• Required work:
Reproduce the passage on impact investing and private equity word for word, in full.

┌─ Document segment

In recent years, impact Investing has become mainstream and Private Equity (PE) firms are playing a key role. Despite being dismissed by some as “woke capitalism”, impact investing is a trend that is here to stay. Impact investments seek to create positive impact by investing in sustainable companies, this includes ethical companies with a social and environmental purpose. The goal is to support organizations with a measurable societal benefit. 

A shift is reverberating throughout the investment community as it is becoming increasingly clear that investors are being drawn to the enduring quality of impact investments.  PEs are changing systems and control processes to accommodate this shift. 

To illustrate, BlackRock, the world’s leading investment firm, with more than $7 trillion worth of assets under management, has announced that climate will play a central role in investment considerations. The increasing interest in impact investing is being driven by society wide awareness of climate change and other sustainability issues. Impact investing is well suited to confront the challenges we face, it can be scaled and adapted to all different types of investors across asset classes, sizes and geographies. The most sustainable Private Equity Firms possess unique skill sets that enable them to address some of the most serious issues humanity has ever faced.

└─
┌─ Extracted entries

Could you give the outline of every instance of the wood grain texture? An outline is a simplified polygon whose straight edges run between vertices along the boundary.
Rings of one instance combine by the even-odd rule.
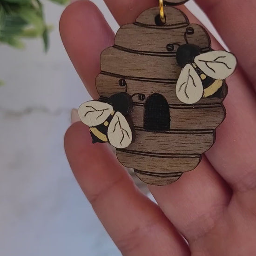
[[[134,105],[131,115],[135,126],[144,126],[144,106]],[[169,108],[170,130],[214,129],[223,121],[225,112],[221,105],[198,105],[190,108],[172,106]],[[188,117],[191,115],[189,119]]]
[[[201,161],[200,155],[150,154],[125,149],[117,150],[119,161],[126,166],[156,174],[170,174],[193,170]]]
[[[172,29],[162,29],[159,40],[159,31],[154,28],[140,27],[135,24],[123,26],[117,32],[115,46],[129,51],[144,54],[164,54],[175,56],[179,46],[186,43],[197,45],[204,50],[211,47],[209,36],[205,30],[198,24]],[[150,40],[148,36],[150,34]],[[136,43],[134,43],[136,38]],[[157,52],[156,52],[156,49]]]
[[[120,81],[124,79],[127,87],[120,86]],[[182,103],[176,96],[175,88],[177,80],[146,81],[139,78],[128,79],[127,77],[121,75],[113,76],[101,74],[97,77],[96,84],[98,92],[103,98],[108,98],[114,94],[122,92],[131,95],[134,95],[133,101],[135,103],[143,103],[138,99],[136,94],[143,94],[145,99],[153,93],[160,93],[164,95],[165,98],[171,105],[182,105]],[[220,104],[226,97],[227,94],[227,87],[224,85],[223,96],[222,98],[213,97],[202,98],[197,103],[197,105],[202,104]],[[136,94],[136,95],[135,95]],[[184,104],[183,104],[184,105]]]
[[[202,154],[215,141],[215,132],[155,133],[135,128],[135,140],[126,149],[149,153]]]
[[[207,52],[211,42],[204,29],[189,24],[179,10],[169,6],[164,12],[164,26],[155,23],[159,13],[155,7],[121,27],[115,45],[101,54],[101,72],[96,79],[101,101],[120,92],[132,96],[130,117],[135,140],[127,148],[117,150],[117,155],[125,166],[135,169],[139,178],[156,185],[170,184],[194,169],[202,154],[212,147],[215,129],[225,116],[222,102],[228,90],[224,83],[218,94],[192,105],[178,99],[175,88],[182,70],[176,59],[178,47],[191,44]],[[151,100],[157,95],[154,102]]]

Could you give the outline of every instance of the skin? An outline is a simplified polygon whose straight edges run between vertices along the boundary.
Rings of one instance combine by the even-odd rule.
[[[105,0],[117,22],[134,21],[155,0]],[[65,137],[70,166],[95,213],[125,256],[246,256],[256,252],[256,3],[197,0],[237,57],[227,80],[227,115],[216,141],[196,169],[143,195],[107,145],[92,144],[88,128],[73,124]],[[191,23],[199,23],[179,7]],[[103,16],[89,1],[68,6],[60,31],[67,51],[95,99],[100,55],[114,43]],[[221,49],[212,38],[213,48]],[[184,237],[188,243],[183,239]]]

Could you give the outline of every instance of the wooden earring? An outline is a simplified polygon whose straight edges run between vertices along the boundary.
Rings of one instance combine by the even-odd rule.
[[[195,169],[224,120],[225,80],[235,56],[214,51],[206,30],[160,0],[118,31],[101,57],[98,101],[82,104],[94,142],[109,142],[145,182],[166,185]]]

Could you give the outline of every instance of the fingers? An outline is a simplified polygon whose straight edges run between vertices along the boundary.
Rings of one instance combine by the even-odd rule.
[[[135,188],[107,146],[92,144],[88,129],[81,122],[65,136],[74,175],[123,255],[189,255],[183,239],[158,207]]]
[[[190,22],[198,21],[182,9]],[[219,49],[211,37],[212,48]],[[244,191],[256,187],[256,101],[249,83],[238,67],[227,80],[229,94],[225,101],[227,116],[216,130],[216,142],[206,153],[214,168],[235,191]]]
[[[156,0],[104,0],[104,2],[121,26],[134,22],[143,11],[158,5]]]
[[[255,13],[254,1],[196,0],[211,20],[256,89]]]
[[[88,91],[98,97],[95,78],[101,72],[101,52],[114,44],[114,34],[98,8],[86,0],[67,7],[60,31],[67,52]]]
[[[137,13],[143,9],[140,6],[138,11],[136,3],[131,6],[130,1],[121,2],[118,7],[112,1],[106,2],[121,24],[130,21],[130,17],[123,14],[119,17],[119,9],[126,10],[129,5]],[[198,21],[194,18],[191,22]],[[214,47],[220,47],[216,43]],[[150,186],[150,190],[166,216],[190,242],[212,228],[230,197],[228,186],[205,159],[196,170],[184,174],[176,183],[162,188]]]
[[[190,245],[215,226],[232,194],[205,158],[194,171],[183,174],[174,184],[149,189],[165,215]]]

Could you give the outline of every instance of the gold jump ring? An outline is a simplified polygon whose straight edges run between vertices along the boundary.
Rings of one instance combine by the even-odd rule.
[[[159,8],[160,9],[160,19],[162,24],[164,24],[166,23],[166,20],[163,10],[163,0],[159,0]]]

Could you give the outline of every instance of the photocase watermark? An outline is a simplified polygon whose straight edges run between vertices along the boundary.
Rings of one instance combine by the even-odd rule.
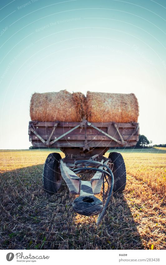
[[[134,50],[134,51],[135,51],[138,54],[140,55],[142,58],[144,59],[145,61],[146,61],[147,62],[148,62],[151,65],[154,65],[154,63],[152,62],[151,60],[149,60],[148,59],[147,57],[145,56],[143,52],[140,51],[138,46],[135,44],[133,44],[132,46],[132,49],[133,50]]]
[[[20,6],[19,7],[17,7],[17,9],[18,10],[20,10],[22,8],[24,8],[24,7],[26,7],[27,6],[33,3],[36,3],[37,2],[38,2],[38,0],[31,0],[30,1],[28,1],[28,2],[27,2],[26,3],[25,3],[23,4],[23,5],[22,5],[22,6]]]
[[[33,46],[33,43],[30,43],[29,45],[25,47],[21,51],[19,52],[18,54],[17,54],[15,56],[14,56],[13,60],[12,60],[9,63],[8,65],[6,67],[5,69],[5,71],[3,72],[3,74],[1,76],[1,79],[3,79],[6,75],[7,74],[7,72],[8,72],[10,68],[11,67],[11,66],[12,66],[12,65],[13,64],[14,62],[16,61],[20,57],[20,56],[24,52],[27,51],[29,48],[32,47],[32,46]]]
[[[45,255],[37,255],[34,256],[30,253],[28,255],[24,256],[23,252],[18,252],[15,255],[17,261],[22,262],[36,262],[36,260],[38,259],[48,259],[49,256],[45,256]],[[12,252],[7,253],[6,255],[6,259],[7,261],[11,261],[14,258],[14,254]]]
[[[7,30],[7,27],[6,27],[5,28],[3,28],[1,32],[1,33],[0,33],[0,37],[2,36],[3,34],[4,34],[5,31],[6,31]]]
[[[52,27],[53,26],[55,26],[59,24],[63,24],[63,23],[66,23],[69,22],[72,22],[74,21],[76,21],[78,20],[80,20],[81,19],[81,17],[74,17],[71,18],[68,18],[67,19],[64,19],[63,20],[58,20],[57,21],[55,21],[54,22],[51,22],[49,24],[47,24],[46,25],[45,25],[42,27],[40,27],[39,28],[36,29],[35,30],[36,32],[39,32],[39,31],[44,30],[48,28]]]
[[[11,261],[13,259],[14,255],[12,252],[7,253],[6,255],[6,259],[7,261]]]
[[[100,49],[103,50],[106,50],[113,52],[116,52],[120,54],[122,54],[123,52],[120,50],[114,49],[108,46],[103,46],[102,45],[83,45],[83,48],[86,49]]]

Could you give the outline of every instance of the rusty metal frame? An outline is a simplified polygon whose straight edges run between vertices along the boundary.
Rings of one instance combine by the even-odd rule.
[[[87,122],[87,124],[88,125],[89,125],[89,126],[91,126],[91,127],[93,127],[93,128],[94,128],[95,129],[96,129],[96,130],[97,130],[100,132],[103,133],[103,134],[105,135],[106,136],[107,136],[108,137],[109,137],[109,138],[110,138],[111,139],[112,139],[112,140],[113,140],[114,141],[115,141],[115,142],[116,142],[118,143],[118,144],[119,144],[120,145],[123,145],[125,143],[125,142],[123,139],[122,137],[122,136],[121,135],[120,132],[119,131],[119,130],[118,129],[118,127],[117,127],[117,125],[116,125],[116,128],[115,127],[115,129],[117,130],[117,131],[119,135],[120,136],[120,138],[122,140],[123,140],[123,142],[122,141],[121,142],[120,141],[119,141],[119,140],[117,140],[117,139],[116,139],[115,138],[114,138],[114,137],[113,137],[112,136],[111,136],[108,133],[105,132],[104,131],[103,131],[102,130],[101,130],[101,129],[99,129],[99,128],[98,128],[97,127],[96,127],[95,125],[94,125],[93,124],[92,124],[91,122]]]
[[[64,136],[65,136],[66,135],[67,135],[68,134],[71,132],[74,131],[77,128],[79,128],[80,127],[81,127],[81,123],[82,124],[82,123],[79,123],[78,125],[76,125],[76,126],[74,127],[74,128],[72,128],[72,129],[71,129],[70,130],[69,130],[67,132],[65,133],[64,133],[62,134],[60,136],[59,136],[57,138],[55,139],[54,140],[51,141],[51,142],[50,141],[51,139],[53,134],[55,132],[55,130],[56,128],[58,126],[58,123],[59,123],[59,121],[57,121],[56,123],[54,124],[54,126],[53,128],[53,129],[49,136],[49,137],[48,139],[46,141],[45,141],[43,138],[39,135],[38,134],[36,131],[35,130],[35,128],[33,124],[33,123],[32,124],[32,125],[31,125],[31,127],[30,130],[31,132],[32,132],[33,133],[34,133],[42,142],[43,144],[45,145],[46,145],[48,146],[50,146],[51,145],[52,145],[54,144],[55,143],[58,141],[59,140],[60,140],[61,138],[62,138]],[[115,129],[117,131],[118,133],[120,136],[120,139],[121,140],[121,141],[119,141],[119,140],[117,140],[116,138],[110,135],[108,133],[105,132],[104,131],[102,130],[101,129],[99,129],[99,128],[97,127],[96,126],[95,126],[94,124],[92,124],[91,122],[89,122],[88,121],[87,121],[86,123],[86,124],[84,125],[84,127],[85,128],[85,146],[84,146],[84,149],[86,149],[86,148],[88,149],[88,145],[87,144],[87,140],[86,139],[87,135],[86,135],[86,127],[87,125],[88,125],[88,126],[90,126],[91,127],[92,127],[94,129],[95,129],[96,130],[97,130],[99,131],[101,133],[105,135],[106,136],[109,137],[112,140],[113,140],[114,141],[117,143],[118,144],[120,145],[125,145],[126,143],[126,142],[124,141],[123,139],[123,137],[119,130],[119,129],[117,126],[117,125],[116,124],[115,122],[112,123],[112,124],[114,125],[114,127]],[[81,125],[82,127],[82,125]],[[32,126],[33,127],[33,129],[32,128]],[[82,128],[82,127],[81,127],[81,128]]]

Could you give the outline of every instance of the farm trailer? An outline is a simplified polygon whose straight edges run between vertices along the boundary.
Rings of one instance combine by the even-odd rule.
[[[139,123],[30,121],[28,134],[32,145],[60,149],[65,155],[50,154],[44,167],[43,182],[49,194],[56,193],[62,179],[70,192],[78,194],[72,206],[77,213],[85,216],[99,214],[100,223],[112,191],[123,190],[126,182],[125,165],[119,153],[104,156],[111,148],[134,146],[139,139]],[[82,173],[94,175],[89,181],[82,180]],[[106,191],[105,189],[106,186]],[[102,188],[101,201],[94,195]]]

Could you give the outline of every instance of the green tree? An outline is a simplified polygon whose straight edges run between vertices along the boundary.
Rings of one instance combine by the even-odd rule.
[[[152,143],[152,141],[150,142],[147,138],[143,134],[139,135],[139,140],[135,147],[143,147],[146,146],[147,145],[149,145]]]

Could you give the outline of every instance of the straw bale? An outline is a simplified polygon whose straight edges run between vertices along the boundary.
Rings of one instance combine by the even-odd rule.
[[[72,95],[66,90],[34,93],[31,101],[31,120],[40,121],[80,121],[82,105],[85,97],[80,92],[74,94]]]
[[[139,105],[134,94],[88,91],[86,103],[87,119],[90,122],[123,123],[138,121]]]

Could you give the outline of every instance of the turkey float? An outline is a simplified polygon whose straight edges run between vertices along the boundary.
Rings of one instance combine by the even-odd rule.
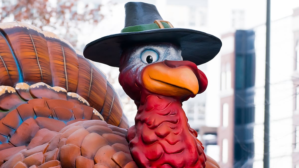
[[[173,28],[153,5],[125,9],[121,33],[91,42],[83,55],[51,32],[0,24],[0,167],[219,167],[181,106],[206,89],[196,65],[217,54],[221,41]],[[83,55],[119,68],[138,109],[135,125]]]

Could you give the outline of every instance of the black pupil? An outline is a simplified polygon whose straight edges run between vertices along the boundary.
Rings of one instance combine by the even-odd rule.
[[[152,57],[151,56],[149,55],[147,57],[147,62],[149,64],[152,62]]]

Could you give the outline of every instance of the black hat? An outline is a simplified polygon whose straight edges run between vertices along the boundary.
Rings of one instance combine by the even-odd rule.
[[[196,65],[212,59],[222,44],[218,38],[194,30],[173,28],[163,21],[155,6],[143,2],[125,5],[125,28],[119,34],[99,39],[85,46],[83,54],[93,61],[119,67],[124,48],[135,44],[169,42],[179,46],[183,59]]]

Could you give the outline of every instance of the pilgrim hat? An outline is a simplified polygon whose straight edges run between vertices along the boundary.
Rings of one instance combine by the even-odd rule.
[[[119,34],[99,39],[88,44],[84,56],[93,61],[119,67],[123,49],[135,44],[167,42],[178,45],[184,60],[199,65],[212,59],[222,44],[212,35],[194,30],[173,28],[163,20],[155,5],[139,2],[125,5],[125,28]]]

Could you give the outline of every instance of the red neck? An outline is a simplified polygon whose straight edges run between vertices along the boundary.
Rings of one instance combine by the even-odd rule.
[[[135,125],[128,130],[127,136],[138,165],[151,168],[204,167],[203,147],[187,120],[180,101],[142,95]]]

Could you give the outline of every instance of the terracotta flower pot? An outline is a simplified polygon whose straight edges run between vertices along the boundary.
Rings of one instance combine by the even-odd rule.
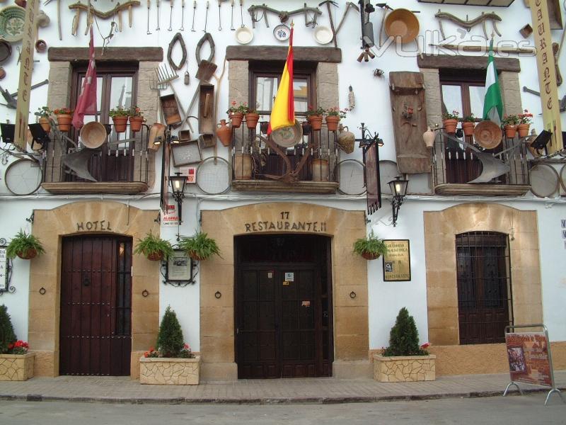
[[[133,132],[142,130],[144,123],[144,117],[129,117],[129,129]]]
[[[147,259],[151,260],[151,261],[158,261],[159,260],[163,259],[163,253],[161,251],[157,252],[152,252],[151,254],[147,254]]]
[[[458,120],[444,120],[442,121],[442,125],[444,127],[445,132],[449,135],[453,135],[456,132],[456,128],[458,125]]]
[[[471,121],[464,121],[462,123],[462,130],[464,130],[464,135],[473,136],[473,128],[475,126],[475,123]]]
[[[323,128],[323,115],[310,115],[308,122],[313,127],[313,130],[320,130]]]
[[[112,117],[114,122],[114,131],[116,132],[124,132],[127,127],[128,118],[124,116]]]
[[[232,128],[226,125],[226,120],[220,120],[220,123],[216,124],[216,137],[224,146],[230,146],[232,142]]]
[[[16,254],[23,260],[30,260],[37,255],[37,251],[33,249],[31,249],[23,252],[16,252]]]
[[[71,123],[73,121],[73,115],[68,113],[62,113],[57,115],[57,125],[59,131],[69,131],[71,130]]]
[[[51,123],[50,123],[48,118],[41,117],[39,119],[39,123],[45,132],[49,132],[51,131]]]
[[[248,128],[255,128],[258,125],[258,121],[260,120],[260,114],[258,113],[246,113],[246,125]]]
[[[243,114],[241,112],[231,112],[229,115],[230,118],[230,123],[232,125],[233,128],[240,128],[242,125],[242,120],[243,120]]]
[[[517,126],[516,125],[505,125],[503,128],[503,130],[505,130],[505,137],[507,139],[512,139],[515,137],[515,135],[517,132]]]
[[[338,123],[340,122],[340,117],[328,115],[326,117],[326,126],[328,128],[328,131],[336,131],[338,130]]]
[[[526,137],[529,135],[529,128],[531,127],[530,124],[519,124],[517,125],[517,131],[519,132],[519,137]]]

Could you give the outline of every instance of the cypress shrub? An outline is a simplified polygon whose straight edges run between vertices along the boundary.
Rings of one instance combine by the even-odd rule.
[[[8,309],[4,305],[0,305],[0,354],[8,352],[8,345],[16,342],[12,321]]]
[[[415,319],[404,307],[399,310],[395,325],[389,334],[389,346],[383,356],[427,356],[428,352],[419,346],[419,332]]]
[[[181,325],[171,306],[165,310],[159,325],[156,345],[163,357],[180,357],[185,346]]]

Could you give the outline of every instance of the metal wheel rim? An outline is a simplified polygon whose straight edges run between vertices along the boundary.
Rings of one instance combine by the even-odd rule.
[[[19,174],[15,174],[15,171],[18,168],[22,168],[22,171]],[[30,176],[25,177],[24,176],[29,171],[33,171],[33,174]],[[25,196],[26,195],[31,195],[37,191],[41,186],[42,180],[42,171],[41,165],[39,162],[36,162],[28,158],[21,158],[12,162],[6,169],[4,173],[4,183],[6,183],[6,188],[13,195],[16,196]],[[18,177],[20,178],[18,178]],[[18,191],[19,186],[16,186],[16,183],[10,183],[9,181],[16,178],[20,183],[28,181],[29,184],[25,185],[25,188],[23,191]]]

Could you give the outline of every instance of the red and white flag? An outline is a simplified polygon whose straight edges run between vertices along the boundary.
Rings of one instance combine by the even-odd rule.
[[[83,89],[73,114],[73,127],[79,130],[84,124],[84,115],[93,115],[96,108],[96,64],[94,62],[94,36],[91,27],[91,42],[88,45],[88,67],[83,81]]]

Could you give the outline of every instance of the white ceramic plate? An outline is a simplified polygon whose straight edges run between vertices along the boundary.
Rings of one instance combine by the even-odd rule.
[[[333,38],[332,30],[324,26],[318,26],[314,30],[314,39],[318,44],[328,44]]]
[[[273,36],[279,41],[285,41],[289,40],[291,36],[291,28],[282,23],[273,28]]]
[[[236,40],[240,44],[248,44],[253,40],[253,31],[248,27],[240,27],[236,30]]]

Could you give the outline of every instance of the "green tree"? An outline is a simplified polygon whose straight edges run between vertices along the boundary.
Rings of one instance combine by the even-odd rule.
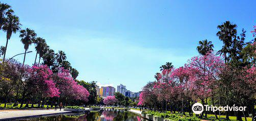
[[[40,64],[40,61],[41,60],[41,58],[43,57],[43,56],[48,53],[48,51],[49,50],[49,46],[47,45],[47,44],[45,43],[42,46],[43,48],[42,49],[42,50],[39,52],[39,61],[38,61],[38,64]]]
[[[76,79],[77,76],[78,76],[79,72],[74,68],[72,68],[71,70],[71,76],[72,76],[74,79]]]
[[[5,53],[4,54],[3,62],[5,62],[5,55],[6,55],[6,51],[7,50],[7,45],[8,44],[8,40],[11,38],[12,33],[16,32],[20,29],[19,23],[19,19],[18,17],[15,15],[8,15],[6,20],[3,27],[3,30],[6,32],[6,44],[5,45]]]
[[[78,83],[86,88],[89,92],[90,95],[88,98],[89,101],[88,103],[90,105],[96,104],[97,97],[97,90],[96,89],[96,82],[92,81],[89,83],[82,80],[78,81]]]
[[[217,28],[219,31],[216,34],[219,39],[223,42],[223,45],[218,54],[223,55],[225,62],[229,61],[228,54],[230,51],[232,39],[237,37],[237,28],[236,24],[232,24],[229,21],[226,21],[221,25],[219,25]]]
[[[5,47],[1,46],[0,47],[0,56],[4,55],[5,54]]]
[[[42,57],[44,60],[42,63],[44,65],[47,65],[49,67],[52,67],[55,64],[56,62],[56,55],[54,53],[54,51],[49,48],[45,51],[47,52]]]
[[[29,49],[29,45],[30,45],[32,42],[35,41],[36,36],[36,34],[33,30],[27,28],[26,30],[22,30],[20,31],[19,37],[22,38],[20,41],[24,44],[24,49],[25,50],[24,59],[23,60],[23,65],[25,62],[27,51]]]
[[[36,54],[35,55],[35,64],[36,62],[36,58],[37,58],[37,55],[40,53],[40,52],[42,51],[44,48],[45,48],[46,45],[46,40],[41,38],[37,37],[34,41],[33,42],[35,44],[35,49],[36,51]]]
[[[67,60],[63,61],[61,62],[61,64],[60,65],[60,67],[63,67],[64,69],[67,69],[67,70],[70,70],[72,68],[71,64]]]
[[[62,62],[67,59],[65,53],[62,51],[60,51],[57,54],[57,62],[59,65],[61,65]]]
[[[202,41],[199,41],[199,45],[197,47],[197,50],[200,54],[204,56],[206,55],[206,53],[213,51],[214,47],[214,46],[211,41],[208,41],[207,39],[205,39]]]
[[[125,96],[122,93],[117,92],[115,93],[116,99],[117,99],[117,104],[119,105],[124,105]]]
[[[11,6],[0,3],[0,30],[6,21],[6,16],[13,13],[13,10],[11,8]]]
[[[173,64],[170,62],[166,62],[165,65],[163,65],[160,67],[160,71],[163,70],[163,69],[170,69],[174,67],[174,65]]]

└─

• Written answer:
In recent years, impact Investing has become mainstream and Private Equity (PE) firms are playing a key role. Despite being dismissed by some as “woke capitalism”, impact investing is a trend that is here to stay. Impact investments seek to create positive impact by investing in sustainable companies, this includes ethical companies with a social and environmental purpose. The goal is to support organizations with a measurable societal benefit. 

A shift is reverberating throughout the investment community as it is becoming increasingly clear that investors are being drawn to the enduring quality of impact investments.  PEs are changing systems and control processes to accommodate this shift. 

To illustrate, BlackRock, the world’s leading investment firm, with more than $7 trillion worth of assets under management, has announced that climate will play a central role in investment considerations. The increasing interest in impact investing is being driven by society wide awareness of climate change and other sustainability issues. Impact investing is well suited to confront the challenges we face, it can be scaled and adapted to all different types of investors across asset classes, sizes and geographies. The most sustainable Private Equity Firms possess unique skill sets that enable them to address some of the most serious issues humanity has ever faced.